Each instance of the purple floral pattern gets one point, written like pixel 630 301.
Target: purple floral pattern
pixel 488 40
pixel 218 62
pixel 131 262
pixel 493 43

|---|

**Written exercise**:
Pull out each line of the listing above that contains the string "pattern", matching case exactly.

**Solved problem**:
Each instance of the purple floral pattern gets one point, written like pixel 630 301.
Target: purple floral pattern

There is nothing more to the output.